- Exercise text -
━━━━━━━━
The People Versus The Government
August 2, 2010
By Alan Caruba
These are truly extraordinary times. With every passing day, we are witnessing what can only be called the People versus the Government. The distrust and disdain Americans of all political persuasions feel toward the White House and Congress is extraordinary.
A June Gallup Poll revealed that just 12% of Americans expressed confidence in Congress, “the lowest of the 16 institutions tested this year, and the worst Gallup has measured for any institution in the 35-year history of the question.” A recent Rasmussen Reports survey found that 68% believe the nation’s Political Class doesn’t “care what most Americans think.”
The so-called Stimulus Act was widely seen as a “porkulous” act; over two thousand pages filled with Congressional pork projects passed off as “shovel ready.” It promised to reduce unemployed which since has risen—officially—from 8.5% to just under 10%.
There was widespread opposition to the government takeover of General Motors and Chrysler as opposed to an orderly process of bankruptcy that would have permitted changes to restore both companies. The arbitrary White House intervention left bond holders and investors in the cold. It was clearly a bailout for the United Auto Workers union. This was then followed by the astonishingly stupid “Cash for Clunkers” legislation and the closing of selected auto dealerships, some of which were sales leaders.
The overwhelming majority of Americans did not want the healthcare reform act to be passed and now want it repealed. Much has already been written about how it will raise costs and decrease services while driving many physicians to abandon Medicare because of its low payment schedule.
Then came the financial reform act, another huge bill whose contents are still be analyzed, but which significantly avoided any reform of Fannie Mae and Freddie Mac, the two government “entities” that were responsible for the sub-prime mortgage crisis. Both agencies have been seized by the government, but both still own over fifty percent of all U.S. mortgages.
Healthcare, financial services, auto manufacturers; at what point will there any “private” enterprise left in America that is not totally controlled by the government?
What surprises me most is the lack of protest marches in Washington, D.C. The September 2009 rally drew close to a million utterly peaceful people who were opposed to Obamacare. The Tea Party movement has been staging events that have drawn large crowds.
I suspect it has much to do with a patient electorate counting down the days until the November 2nd elections. They are more critical to the future of the nation than any since the election of Abraham Lincoln just prior to the Civil War when southern States were calling for secession.
We are witnessing an increasing friction between the States and the federal government and there is no telling how that will manifest itself in the years to come. The decision by a federal judge regarding Arizona’s effort to force the federal government to do much more regarding the wholesale invasion of America promises to be a major issue in both the midterm and 2012 elections.
For me, the most interesting aspect of the dissatisfaction with President Obama is that occurring in the Democrat Party.
President Clinton’s former campaign advisor, James Carville, recently blasted Obama for his handling of the BP oil spill. On July 28, in a joint commentary in The Wall Street Journal, Patrick H. Caddell, a pollster for Jimmy Carter, and Douglas E. Schoen, a pollster for President Clinton, labeled Obama “Our Divisive President.”
“Rather than being a unifier,” wrote Caddell and Schoen, “Mr. Obama has divided America on the basis of race, class and partisanship.” The number of leading Democrat office holders, past and present, that are outspoken in their criticism is becoming a daily event. “President Obama’s divisive approach to governance has weakened us as a people and paralyzed our political culture,” said the pollsters.
None of this bodes well for Obama, despite his ability to raise money for the Democrat Party’s candidates in November and for himself in 2012. It is widely reported that Wall Street, normally a reliable contributor to Democrat coffers, is conspicuously absent at fundraisers.
All this comes back to the fact that Obama is Marxist ideologue. He is also a liar, a trait no one likes, and a narcissist who gives continued evidence of regarding the presidency as a daily opportunity for self-indulgence and bottomless ego satisfaction.
A recent Investor’s Business Daily editorial said, “As Americans suffer economically, President Obama golfs, vacations, campaigns, appears on a frivolous talk show—and vacations some more. Gee, don’t we have a war and other problems to attend to?”
Obama may not be easily removed, but he can be politically neutralized if Republicans can gain control of Congress in November. There are barely 900 days left in his first and hopefully last term; still time for him and his cadre of czars to do more damage.
━━━━━━━━
- About this exercise -
Reproduce the passage of the political commentary that opens with the words containing "There was widespread" and closes with "were sales leaders.". The rows have no connection to the political commentary.
━━━━━━━━
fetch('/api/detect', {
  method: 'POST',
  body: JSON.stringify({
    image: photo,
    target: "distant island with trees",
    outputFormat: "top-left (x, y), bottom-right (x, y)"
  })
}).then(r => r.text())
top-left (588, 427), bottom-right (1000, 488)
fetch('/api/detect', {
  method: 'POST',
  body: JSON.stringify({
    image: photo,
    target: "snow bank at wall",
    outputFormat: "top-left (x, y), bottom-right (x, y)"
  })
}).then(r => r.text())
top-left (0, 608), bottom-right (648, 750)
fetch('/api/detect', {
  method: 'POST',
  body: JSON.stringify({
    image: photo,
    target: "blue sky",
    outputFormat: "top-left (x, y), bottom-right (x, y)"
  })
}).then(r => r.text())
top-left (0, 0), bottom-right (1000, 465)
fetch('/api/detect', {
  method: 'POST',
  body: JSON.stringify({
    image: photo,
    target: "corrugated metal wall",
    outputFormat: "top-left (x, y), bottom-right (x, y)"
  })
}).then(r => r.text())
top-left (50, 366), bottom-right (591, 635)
━━━━━━━━
- Response area -
There was widespread opposition to the government takeover of General Motors and Chrysler as opposed to an orderly process of bankruptcy that would have permitted changes to restore both companies. The arbitrary White House intervention left bond holders and investors in the cold. It was clearly a bailout for the United Auto Workers union. This was then followed by the astonishingly stupid “Cash for Clunkers” legislation and the closing of selected auto dealerships, some of which were sales leaders.